• INSTRUCTION
Starting at the beginning of the records and ending at the line that contains "[[295, 90]]", rewrite those lines with "Quickstart" changed to "Getting Started" wherever it occurs, leaving everything else unchanged.

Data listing
* * * * * * *

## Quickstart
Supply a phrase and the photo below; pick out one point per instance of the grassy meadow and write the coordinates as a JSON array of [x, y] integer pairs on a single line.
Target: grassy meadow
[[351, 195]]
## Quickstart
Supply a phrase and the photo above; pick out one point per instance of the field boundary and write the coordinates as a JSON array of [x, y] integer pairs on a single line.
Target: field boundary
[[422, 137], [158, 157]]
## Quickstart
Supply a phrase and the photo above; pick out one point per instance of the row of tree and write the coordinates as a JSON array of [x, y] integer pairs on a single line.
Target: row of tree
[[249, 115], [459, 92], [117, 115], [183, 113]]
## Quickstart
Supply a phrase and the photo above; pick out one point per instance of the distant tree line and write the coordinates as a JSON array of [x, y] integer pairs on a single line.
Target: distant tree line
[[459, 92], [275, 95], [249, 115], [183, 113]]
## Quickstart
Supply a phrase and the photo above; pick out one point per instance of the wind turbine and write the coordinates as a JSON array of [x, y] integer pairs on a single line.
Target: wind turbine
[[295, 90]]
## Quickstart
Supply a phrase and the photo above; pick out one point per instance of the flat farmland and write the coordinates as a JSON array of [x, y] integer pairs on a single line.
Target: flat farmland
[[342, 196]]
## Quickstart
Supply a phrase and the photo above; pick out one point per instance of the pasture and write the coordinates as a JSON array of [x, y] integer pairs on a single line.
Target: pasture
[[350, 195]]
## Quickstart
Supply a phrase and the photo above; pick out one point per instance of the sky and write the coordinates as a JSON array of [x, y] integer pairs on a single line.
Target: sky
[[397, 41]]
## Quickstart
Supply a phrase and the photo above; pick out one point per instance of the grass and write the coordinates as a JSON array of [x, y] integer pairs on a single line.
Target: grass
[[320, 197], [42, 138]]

* * * * * * *

• ANSWER TO THE EXERCISE
## Getting Started
Supply a phrase and the photo below; pick out one point per instance of the grassy meadow and write the coordinates as a JSON array of [x, y] integer pairs on a single line.
Target: grassy meadow
[[351, 195]]
## Getting Started
Supply a phrase and the photo above; pick out one point per instance of the field boundary and write the coordinates as a JSON array of [x, y] integer pairs on a single line.
Target: field boundary
[[422, 137], [158, 157]]
## Getting Started
Supply a phrase and the photo above; pick out one point per instance of the row of tree and write the coordinates as a JSON array of [x, y] integer pairs on a single line.
Target: row of tree
[[249, 115], [459, 92], [117, 115], [183, 113]]
## Getting Started
Supply a phrase and the photo above; pick out one point per instance of the distant tree line and write the coordinates as a JSON array of [x, y] integer pairs on a single line.
Target: distant tree line
[[459, 92], [275, 95], [249, 115], [183, 113]]
## Getting Started
Supply a phrase and the photo above; pick out one point per instance of the wind turbine and write the coordinates as a JSON array of [x, y] integer pairs on a single line.
Target: wind turbine
[[295, 90]]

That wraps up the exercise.